**課題 1**:
次の (a)〜(c) がそれぞれ抜粋本文の内容と一致するか、はいかいいえで答えよ。各答えには、決め手となる抜粋本文の語句を原文どおりに引用して添えること。
(a) パーリ聖典協会は1881年にロンドンで設立された。
(b) パーリ語は、釈迦が生きた北東インドのマガダ地方の方言だと推定されている。
(c) 東南アジアでは、15世紀以前の写本が見つかることはかなり稀である。

**抜粋本文**:
——

日本でも戦前に輸入・翻訳され、漢訳大蔵経(北伝大蔵経)、チベット大蔵経に対して、『南伝大蔵経』『パーリ大蔵経』(パーリ語大蔵経)などとしても知られる。
パーリ仏典は、部派仏教時代に使われていたプラークリット(俗語)の1つであり、(釈迦が生きた北東インドのマガダ地方の方言ではなく)西インド系[1]の、より具体的にはウッジャイン周辺で用いられたピシャーチャ語の一種であると推定されるパーリ語で書かれている[2]。第1回-第3回の結集や、後代における仏典のサンスクリット化からも分かる通り、仏典はその歴史の過程で編纂・増広・翻訳が繰り返されており、パーリ仏典はその歴史過程における、インド部派仏教時代の形態を強く留めている、現存する唯一の仏典だと言える。
上座部仏教では伝統的に、この仏典の言語であるパーリ語が、釈迦が用いたいわゆるマガダ語であると信じられてきたが、学問的知見が広まった今日においてはそうした主張は弱まってきている。ただし、マガダ語とパーリ語は、実際には言語的にそれほど相違しておらず、語彙をほぼ共有し、文法上の差異もさほどないなど、むしろかなり近似的な関係にあったと推定されている[3]。
なお、「パーリ」とは聖典の意であり[1]、各経典に関して「〜聖典」(-pāḷi)という表現もよく用いられる。パーリ語という言語名も「聖典(パーリ)の言葉」「聖典語」というところから付けられた通称に過ぎない。
現在、スリランカ・ミャンマー・タイ等の上座部仏教文化圏で流通しているパーリ仏典は、分別説部(赤銅鍱部)と呼ばれる上座部一派の流れをくむ、スリランカ仏教大寺派に起源を持つものが、12世紀以降に広まったものであり、瑣末な差異こそあれ、基本的に同一のテキストである。
近代以降は、1881年にロンドンに設立されたパーリ聖典協会(Pali Text Society, PTS)の校訂出版本[注釈 1]や、1954年にビルマ(ミャンマー)のヤンゴン(ラングーン)で行われた第6回結集によって編纂された聖典テキスト(第六回結集本)[注釈 2]等が、共通の底本となっている。
パーリ語仏典の写本は、近代以前のものはほとんど現存していない。
山中行雄によれば「東南アジア地域においては,現存写本の数自体が膨大である一方,高温多湿の気候,写本の保存体制の不備等から,古写本の保存が極めて困難で,15世紀以前の写本を発見することは,かなり稀である」[4]。

——

**課題用資料**:
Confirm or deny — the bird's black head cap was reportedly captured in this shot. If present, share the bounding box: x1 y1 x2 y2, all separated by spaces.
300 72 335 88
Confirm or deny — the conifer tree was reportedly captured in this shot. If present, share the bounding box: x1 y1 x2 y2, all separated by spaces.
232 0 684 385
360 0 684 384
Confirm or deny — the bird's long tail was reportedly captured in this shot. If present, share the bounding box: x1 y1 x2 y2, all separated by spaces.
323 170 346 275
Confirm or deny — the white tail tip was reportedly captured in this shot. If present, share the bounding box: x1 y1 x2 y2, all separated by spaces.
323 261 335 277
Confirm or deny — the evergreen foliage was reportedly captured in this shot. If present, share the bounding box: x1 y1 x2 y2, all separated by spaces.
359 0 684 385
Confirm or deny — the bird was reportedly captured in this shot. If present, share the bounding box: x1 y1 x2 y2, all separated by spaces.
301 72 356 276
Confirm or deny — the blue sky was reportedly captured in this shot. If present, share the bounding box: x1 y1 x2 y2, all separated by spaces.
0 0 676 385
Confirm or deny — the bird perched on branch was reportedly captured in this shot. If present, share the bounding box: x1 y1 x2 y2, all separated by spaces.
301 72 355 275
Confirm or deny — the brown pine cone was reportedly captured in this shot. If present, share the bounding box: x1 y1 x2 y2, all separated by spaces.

——

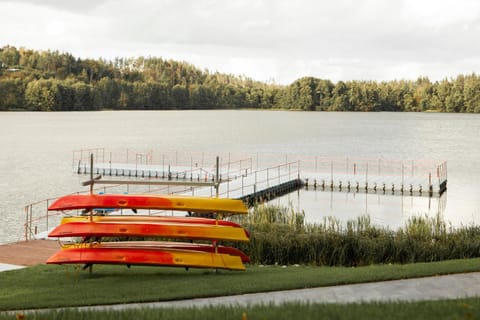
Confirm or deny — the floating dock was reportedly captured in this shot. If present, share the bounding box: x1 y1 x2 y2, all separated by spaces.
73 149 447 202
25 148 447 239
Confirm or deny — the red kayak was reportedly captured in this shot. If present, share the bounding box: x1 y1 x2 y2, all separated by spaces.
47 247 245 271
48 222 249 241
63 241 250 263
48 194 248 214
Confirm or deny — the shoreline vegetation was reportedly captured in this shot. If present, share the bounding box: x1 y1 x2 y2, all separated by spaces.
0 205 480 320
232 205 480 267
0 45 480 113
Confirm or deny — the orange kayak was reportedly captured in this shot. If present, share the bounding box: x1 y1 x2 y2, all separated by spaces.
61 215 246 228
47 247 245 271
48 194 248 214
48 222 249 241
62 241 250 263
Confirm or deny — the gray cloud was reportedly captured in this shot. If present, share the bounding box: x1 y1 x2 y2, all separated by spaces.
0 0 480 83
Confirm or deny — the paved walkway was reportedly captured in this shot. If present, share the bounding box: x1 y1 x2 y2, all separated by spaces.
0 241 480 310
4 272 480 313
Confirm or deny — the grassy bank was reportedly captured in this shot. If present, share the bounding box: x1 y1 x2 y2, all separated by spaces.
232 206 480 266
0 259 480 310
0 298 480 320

——

**課題 2**:
リストのうち、「Confirm or deny — the evergreen」を含む行で始まり「301 72 355 275」を含む行で終わる部分を、両端の行も含めて一字一句そのまま書き写せ。

**解答全文 1**:
(a) はい。「1881年にロンドンに設立されたパーリ聖典協会」
(b) いいえ。「(釈迦が生きた北東インドのマガダ地方の方言ではなく)西インド系」
(c) はい。「15世紀以前の写本を発見することは,かなり稀である」

**解答全文 2**:
Confirm or deny — the evergreen foliage was reportedly captured in this shot. If present, share the bounding box: x1 y1 x2 y2, all separated by spaces.
359 0 684 385
Confirm or deny — the bird was reportedly captured in this shot. If present, share the bounding box: x1 y1 x2 y2, all separated by spaces.
301 72 356 276
Confirm or deny — the blue sky was reportedly captured in this shot. If present, share the bounding box: x1 y1 x2 y2, all separated by spaces.
0 0 676 385
Confirm or deny — the bird perched on branch was reportedly captured in this shot. If present, share the bounding box: x1 y1 x2 y2, all separated by spaces.
301 72 355 275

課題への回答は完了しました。